The review suggests five policy directions, each tied to mechanisms identified in the literature.
(1) Reduce remittance costs and strengthen formal channels. Lower fees increase the real value of remittances and encourage use of regulated transfer mechanisms. Formalisation improves intermediation and measurement and may enable financial products tailored to migrant households (savings, insurance, credit).
(2) Regulate recruitment and reduce migration costs. Recruitment fees and debt-financed migration reduce net gains and increase vulnerability. Stronger regulation, transparent recruitment systems, bilateral agreements, and grievance mechanisms can raise migrant welfare and increase developmental returns.
(3) Create local investment opportunities in high-migration regions. Remittances are more likely to finance productive investment when enterprise conditions are favourable. MSME support, rural infrastructure, skills programmes, and local credit markets can convert remittance income into productivity-enhancing assets.
(4) Leverage diaspora networks for trade, investment and innovation. Engagement policies can mobilise high-skilled networks and capital; link interventions to sector strategies and measurable outcomes.
(5) Build a return-migration and shock-response framework. External shocks can trigger rapid return migration and remittance declines. Coordinated response mechanisms linking labour-market absorption, re-skilling, portable benefits and targeted social protection can prevent welfare reversals and unemployment spikes in remittance-dependent regions.
This review has limitations. First, despite broad database coverage, some relevant studies may be missed due to access or language constraints. Second, heterogeneity in outcomes and designs limited quantitative meta-analysis; the synthesis is narrative and structured. Third, many India-focused macro studies rely on time-series designs vulnerable to model uncertainty and structural breaks. Micro studies, while rich, often lack counterfactuals and face selection bias.
Future research should prioritise (i) sub-national panels linking emigration intensity, remittances and labour outcomes; (ii) corridor-shock identification using oil cycles and destination policy changes; (iii) systematic measurement of migration costs and net remittances; and (iv) firm-level evidence on diaspora productivity and innovation channels.
A practical recommendation is the creation of a migration–remittance statistical interface: integration of administrative migration records, remittance transfer data (anonymised), and labour survey information at sub-national scales. Without data integration, the migration–unemployment and productivity questions will remain under-answered.
International migration is a structural component of India’s economic system, shaping household welfare, external balances and global integration. This PRISMA-guided review shows strong evidence that remittances improve welfare and provide macro resilience. Growth, inequality and exchange-rate effects are conditional on institutions, selection, corridor structure and local opportunity sets. Evidence on migration–unemployment links within India remains limited and requires better data and identification.
The policy challenge is therefore not whether migration is “good” or “bad,” but how India can reduce migration costs and risks, deepen formal remittance channels, create productive domestic opportunities, and leverage diaspora networks for sustained and inclusive development. A research agenda grounded in sub-national data, corridor shocks and net welfare accounting can support more credible policy evaluation in the coming decade.
▬▬▬▬▬▬▬▬▬▬
**Work to be completed:**
Please copy the migration review word for word from "(3) Create local" to "and measurable outcomes.".

Segmentation mask data
▬▬▬▬▬▬▬▬▬▬
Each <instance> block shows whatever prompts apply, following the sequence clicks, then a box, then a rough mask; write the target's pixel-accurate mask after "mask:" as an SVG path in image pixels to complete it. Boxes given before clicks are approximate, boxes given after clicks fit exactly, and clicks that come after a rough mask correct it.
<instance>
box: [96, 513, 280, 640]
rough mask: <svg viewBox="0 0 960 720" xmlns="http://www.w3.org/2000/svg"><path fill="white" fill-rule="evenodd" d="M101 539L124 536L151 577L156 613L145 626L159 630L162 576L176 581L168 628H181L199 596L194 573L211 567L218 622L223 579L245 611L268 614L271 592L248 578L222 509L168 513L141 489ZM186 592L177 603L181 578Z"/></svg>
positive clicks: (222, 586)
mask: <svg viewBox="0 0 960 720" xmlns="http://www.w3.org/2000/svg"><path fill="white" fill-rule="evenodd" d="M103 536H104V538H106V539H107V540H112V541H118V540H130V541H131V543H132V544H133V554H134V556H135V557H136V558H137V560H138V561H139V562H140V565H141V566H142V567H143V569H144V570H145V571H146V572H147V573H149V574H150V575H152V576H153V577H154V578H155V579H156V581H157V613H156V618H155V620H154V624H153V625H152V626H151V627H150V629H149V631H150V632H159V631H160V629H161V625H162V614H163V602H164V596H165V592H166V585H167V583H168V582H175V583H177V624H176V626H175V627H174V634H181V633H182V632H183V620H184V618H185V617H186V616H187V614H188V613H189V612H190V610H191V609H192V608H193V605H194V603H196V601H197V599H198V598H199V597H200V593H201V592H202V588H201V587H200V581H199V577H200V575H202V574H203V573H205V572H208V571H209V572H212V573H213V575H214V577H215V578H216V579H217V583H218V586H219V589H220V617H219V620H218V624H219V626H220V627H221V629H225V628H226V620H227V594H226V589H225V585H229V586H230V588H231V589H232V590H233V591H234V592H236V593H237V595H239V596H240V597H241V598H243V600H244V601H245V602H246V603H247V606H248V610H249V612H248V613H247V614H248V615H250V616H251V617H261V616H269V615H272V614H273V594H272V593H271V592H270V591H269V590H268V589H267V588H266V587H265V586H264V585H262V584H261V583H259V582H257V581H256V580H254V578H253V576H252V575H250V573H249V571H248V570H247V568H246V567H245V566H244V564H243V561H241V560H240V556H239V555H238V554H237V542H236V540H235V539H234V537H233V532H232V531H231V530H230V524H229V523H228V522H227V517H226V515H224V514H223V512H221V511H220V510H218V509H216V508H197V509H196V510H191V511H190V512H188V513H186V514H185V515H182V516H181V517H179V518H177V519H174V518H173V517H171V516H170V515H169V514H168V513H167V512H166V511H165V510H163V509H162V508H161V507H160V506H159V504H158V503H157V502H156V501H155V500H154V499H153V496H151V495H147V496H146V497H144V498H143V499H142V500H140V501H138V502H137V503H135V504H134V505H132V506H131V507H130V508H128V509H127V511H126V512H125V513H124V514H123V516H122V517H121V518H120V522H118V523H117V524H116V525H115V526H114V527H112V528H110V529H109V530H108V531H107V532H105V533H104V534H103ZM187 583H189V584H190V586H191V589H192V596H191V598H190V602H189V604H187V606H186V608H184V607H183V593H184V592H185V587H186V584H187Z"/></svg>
▬▬▬▬▬▬▬▬▬▬
**Answer for the task:**
(3) Create local investment opportunities in high-migration regions. Remittances are more likely to finance productive investment when enterprise conditions are favourable. MSME support, rural infrastructure, skills programmes, and local credit markets can convert remittance income into productivity-enhancing assets.
(4) Leverage diaspora networks for trade, investment and innovation. Engagement policies can mobilise high-skilled networks and capital; link interventions to sector strategies and measurable outcomes.